TASK GOAL: Condense the paragraph beginning "Hi, I am going through this dead battery issue" in the Subaru Outback battery text into a short bulleted list of its main facts.

DOCUMENT EXCERPT:
Start of Block

We would be more than happy to assist you with this process. Please give us a call at so we can gather more information and help you evaluate your options.
We look forward to speaking with you and assisting you in resolving this issue with your 2019 Subaru Outback.
Hi, I am going through this dead battery issue right now with my 2020 Outback Touring XT. The car is currently at the dealer. The battery was replaced by the dealer for the same issue back in Sept ‘22, and was covered by the 3year warranty. I did purchase the extended warranty before my 3year ran out thank goodness. I had it jump started and drove the car to the dealer. Guess what the battery was dead the next day at the dealer, so they asked if they could keep it another day. I said sure, I just want it fixed. I had been on the outback FB page which I find so helpful and one of the other OB owners sent me the the service bulletin and I was able to provide that # to the dealer. I also asked them about the DCM causing a parasitic drain on the battery. Well, this is day 2 and it’s 10:30a and I haven’t heard from the dealer yet. I’m just waiting for the call. Back in sept. 2022 when this happened they told me to put a battery tender on it. Been there done that with my Honda which is why I went to a Subi😕.

End of Block

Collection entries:
Start of Block

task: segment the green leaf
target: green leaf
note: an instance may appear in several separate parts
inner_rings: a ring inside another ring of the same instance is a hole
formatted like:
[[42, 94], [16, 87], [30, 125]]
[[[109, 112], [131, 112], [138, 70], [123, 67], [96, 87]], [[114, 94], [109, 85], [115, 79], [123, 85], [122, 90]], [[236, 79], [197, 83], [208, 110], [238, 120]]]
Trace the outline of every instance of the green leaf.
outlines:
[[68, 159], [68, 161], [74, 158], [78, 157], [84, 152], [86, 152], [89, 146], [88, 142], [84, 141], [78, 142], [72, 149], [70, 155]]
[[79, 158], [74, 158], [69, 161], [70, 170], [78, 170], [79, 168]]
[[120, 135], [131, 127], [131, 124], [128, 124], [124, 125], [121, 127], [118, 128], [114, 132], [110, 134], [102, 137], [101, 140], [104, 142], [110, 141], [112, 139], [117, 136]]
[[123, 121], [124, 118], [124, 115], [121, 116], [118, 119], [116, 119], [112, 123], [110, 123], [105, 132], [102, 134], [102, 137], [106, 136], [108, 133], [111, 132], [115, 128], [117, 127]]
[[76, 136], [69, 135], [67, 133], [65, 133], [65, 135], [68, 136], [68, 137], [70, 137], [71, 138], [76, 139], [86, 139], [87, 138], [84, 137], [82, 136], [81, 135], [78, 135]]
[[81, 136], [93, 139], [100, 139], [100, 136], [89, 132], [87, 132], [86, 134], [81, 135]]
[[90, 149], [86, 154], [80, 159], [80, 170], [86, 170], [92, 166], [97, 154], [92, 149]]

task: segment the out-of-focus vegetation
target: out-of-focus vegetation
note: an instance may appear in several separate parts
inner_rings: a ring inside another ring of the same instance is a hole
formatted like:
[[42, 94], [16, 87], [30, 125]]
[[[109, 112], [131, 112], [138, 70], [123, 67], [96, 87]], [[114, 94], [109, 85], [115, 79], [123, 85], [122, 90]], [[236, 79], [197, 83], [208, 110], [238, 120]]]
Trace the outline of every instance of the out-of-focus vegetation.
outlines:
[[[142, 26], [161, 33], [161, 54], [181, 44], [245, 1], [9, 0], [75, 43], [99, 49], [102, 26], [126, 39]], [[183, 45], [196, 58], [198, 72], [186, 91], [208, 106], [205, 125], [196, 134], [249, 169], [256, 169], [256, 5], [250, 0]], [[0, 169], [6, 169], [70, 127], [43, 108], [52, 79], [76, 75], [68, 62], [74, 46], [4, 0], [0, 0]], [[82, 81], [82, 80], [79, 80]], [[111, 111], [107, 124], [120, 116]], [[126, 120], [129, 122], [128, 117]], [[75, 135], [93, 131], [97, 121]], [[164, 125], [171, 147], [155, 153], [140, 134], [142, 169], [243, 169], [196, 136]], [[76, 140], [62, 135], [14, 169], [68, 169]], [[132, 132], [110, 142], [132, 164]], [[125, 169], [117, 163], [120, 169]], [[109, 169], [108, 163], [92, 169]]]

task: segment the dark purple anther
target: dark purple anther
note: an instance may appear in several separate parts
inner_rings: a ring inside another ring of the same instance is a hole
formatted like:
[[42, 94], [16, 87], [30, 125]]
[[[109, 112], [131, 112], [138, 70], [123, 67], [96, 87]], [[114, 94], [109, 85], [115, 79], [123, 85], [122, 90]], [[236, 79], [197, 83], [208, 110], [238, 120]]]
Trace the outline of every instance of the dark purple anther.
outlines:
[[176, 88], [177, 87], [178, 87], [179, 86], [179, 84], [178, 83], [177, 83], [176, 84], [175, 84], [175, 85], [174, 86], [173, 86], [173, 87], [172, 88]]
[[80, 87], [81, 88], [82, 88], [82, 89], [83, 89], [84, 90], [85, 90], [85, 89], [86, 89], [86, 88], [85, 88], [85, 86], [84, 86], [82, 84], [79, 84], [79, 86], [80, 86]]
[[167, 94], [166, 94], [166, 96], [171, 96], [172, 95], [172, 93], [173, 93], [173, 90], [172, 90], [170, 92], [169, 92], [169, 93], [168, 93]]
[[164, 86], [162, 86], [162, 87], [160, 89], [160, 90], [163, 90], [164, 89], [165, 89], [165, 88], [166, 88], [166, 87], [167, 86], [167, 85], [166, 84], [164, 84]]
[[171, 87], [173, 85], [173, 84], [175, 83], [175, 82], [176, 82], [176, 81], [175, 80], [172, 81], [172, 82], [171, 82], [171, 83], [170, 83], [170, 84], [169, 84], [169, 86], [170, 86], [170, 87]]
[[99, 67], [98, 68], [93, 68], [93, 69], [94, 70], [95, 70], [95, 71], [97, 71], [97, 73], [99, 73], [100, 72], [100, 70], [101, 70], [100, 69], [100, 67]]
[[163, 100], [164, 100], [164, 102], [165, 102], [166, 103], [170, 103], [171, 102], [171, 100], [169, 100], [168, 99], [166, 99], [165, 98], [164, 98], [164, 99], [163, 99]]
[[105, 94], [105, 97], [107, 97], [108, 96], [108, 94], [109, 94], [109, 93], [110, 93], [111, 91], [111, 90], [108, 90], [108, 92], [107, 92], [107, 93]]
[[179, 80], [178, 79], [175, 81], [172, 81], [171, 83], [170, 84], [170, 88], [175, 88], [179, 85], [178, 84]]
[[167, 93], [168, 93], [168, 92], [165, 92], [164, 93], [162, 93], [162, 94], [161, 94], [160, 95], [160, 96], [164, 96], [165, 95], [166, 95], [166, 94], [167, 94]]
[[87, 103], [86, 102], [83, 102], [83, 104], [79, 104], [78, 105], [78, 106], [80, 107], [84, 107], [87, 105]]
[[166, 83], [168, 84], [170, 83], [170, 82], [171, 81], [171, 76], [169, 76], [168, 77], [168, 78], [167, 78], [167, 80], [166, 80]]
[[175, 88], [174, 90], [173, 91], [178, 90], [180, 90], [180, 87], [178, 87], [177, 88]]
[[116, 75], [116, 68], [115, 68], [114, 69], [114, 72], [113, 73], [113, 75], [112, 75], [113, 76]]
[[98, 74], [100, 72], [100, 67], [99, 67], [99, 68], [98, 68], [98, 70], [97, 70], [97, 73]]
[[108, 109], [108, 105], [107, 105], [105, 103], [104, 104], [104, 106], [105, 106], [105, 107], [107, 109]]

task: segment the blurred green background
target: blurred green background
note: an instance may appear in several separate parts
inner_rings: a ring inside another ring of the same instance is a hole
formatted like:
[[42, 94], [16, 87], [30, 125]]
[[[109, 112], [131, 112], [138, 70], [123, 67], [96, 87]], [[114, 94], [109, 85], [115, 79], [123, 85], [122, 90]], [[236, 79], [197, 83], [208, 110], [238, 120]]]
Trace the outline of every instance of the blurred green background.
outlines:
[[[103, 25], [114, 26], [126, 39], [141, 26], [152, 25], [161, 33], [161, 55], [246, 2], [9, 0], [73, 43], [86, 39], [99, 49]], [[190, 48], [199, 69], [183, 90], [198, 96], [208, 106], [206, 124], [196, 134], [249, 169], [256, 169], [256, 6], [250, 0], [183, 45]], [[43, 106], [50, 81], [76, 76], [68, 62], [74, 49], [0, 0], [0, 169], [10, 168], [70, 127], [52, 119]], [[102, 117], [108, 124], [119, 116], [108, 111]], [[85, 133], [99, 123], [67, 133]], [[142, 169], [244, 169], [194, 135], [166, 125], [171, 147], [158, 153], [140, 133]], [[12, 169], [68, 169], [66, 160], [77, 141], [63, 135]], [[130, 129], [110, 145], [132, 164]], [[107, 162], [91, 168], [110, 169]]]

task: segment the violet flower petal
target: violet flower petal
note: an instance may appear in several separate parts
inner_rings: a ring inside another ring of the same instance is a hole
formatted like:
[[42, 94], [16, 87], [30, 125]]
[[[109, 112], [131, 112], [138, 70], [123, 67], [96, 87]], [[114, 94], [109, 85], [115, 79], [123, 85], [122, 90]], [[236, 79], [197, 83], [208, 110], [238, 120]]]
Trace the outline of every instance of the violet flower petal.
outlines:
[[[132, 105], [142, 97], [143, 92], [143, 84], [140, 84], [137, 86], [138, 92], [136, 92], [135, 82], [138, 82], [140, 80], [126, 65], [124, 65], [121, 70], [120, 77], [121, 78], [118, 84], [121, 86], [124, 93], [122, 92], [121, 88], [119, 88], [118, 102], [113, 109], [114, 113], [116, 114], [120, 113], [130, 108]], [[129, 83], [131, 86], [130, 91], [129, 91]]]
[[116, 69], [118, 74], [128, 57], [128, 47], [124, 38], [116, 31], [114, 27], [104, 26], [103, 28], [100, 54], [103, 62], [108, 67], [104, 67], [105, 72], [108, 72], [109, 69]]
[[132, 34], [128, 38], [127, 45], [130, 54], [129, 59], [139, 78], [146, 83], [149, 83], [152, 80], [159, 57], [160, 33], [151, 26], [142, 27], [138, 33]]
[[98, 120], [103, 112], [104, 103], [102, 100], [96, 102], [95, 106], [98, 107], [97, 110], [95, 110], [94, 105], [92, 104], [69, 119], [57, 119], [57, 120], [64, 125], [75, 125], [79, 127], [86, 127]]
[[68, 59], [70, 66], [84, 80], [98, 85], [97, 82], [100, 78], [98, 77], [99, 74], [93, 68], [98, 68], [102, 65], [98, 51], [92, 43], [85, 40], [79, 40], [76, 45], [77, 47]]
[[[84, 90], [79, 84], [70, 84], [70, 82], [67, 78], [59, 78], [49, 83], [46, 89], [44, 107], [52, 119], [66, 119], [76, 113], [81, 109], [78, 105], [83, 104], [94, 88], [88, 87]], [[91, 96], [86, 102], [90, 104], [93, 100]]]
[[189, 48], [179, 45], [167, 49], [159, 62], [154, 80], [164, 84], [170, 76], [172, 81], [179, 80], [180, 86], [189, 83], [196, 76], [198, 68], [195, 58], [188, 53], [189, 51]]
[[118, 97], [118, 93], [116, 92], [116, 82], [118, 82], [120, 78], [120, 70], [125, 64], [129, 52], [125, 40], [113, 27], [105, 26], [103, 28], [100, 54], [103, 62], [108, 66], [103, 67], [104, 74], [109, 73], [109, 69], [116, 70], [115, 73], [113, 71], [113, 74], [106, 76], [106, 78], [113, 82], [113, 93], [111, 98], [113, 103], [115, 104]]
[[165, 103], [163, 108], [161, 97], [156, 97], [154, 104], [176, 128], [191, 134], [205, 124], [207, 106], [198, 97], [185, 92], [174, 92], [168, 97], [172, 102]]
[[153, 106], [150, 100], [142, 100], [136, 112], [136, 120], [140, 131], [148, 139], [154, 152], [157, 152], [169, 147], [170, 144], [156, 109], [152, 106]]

End of Block

RESULT OF THE EXERCISE:
- The writer's 2020 Outback Touring XT has a dead battery and is at the dealer.
- The dealer replaced the battery for the same problem in September 2022, under the 3-year warranty. The writer bought an extended warranty before that warranty ran out.
- The car was jump-started and driven to the dealer. The battery was dead again the next day, so the dealer kept the car another day.
- Another Outback owner on the Outback Facebook page shared the service bulletin, and the writer gave its number to the dealer.
- The writer also asked the dealer whether the DCM was causing a parasitic drain on the battery.
- On day 2, at 10:30 a.m., the writer had not yet heard from the dealer.
- In September 2022 the dealer advised using a battery tender. The writer had already done that with a Honda, which is why the writer switched to a Subaru.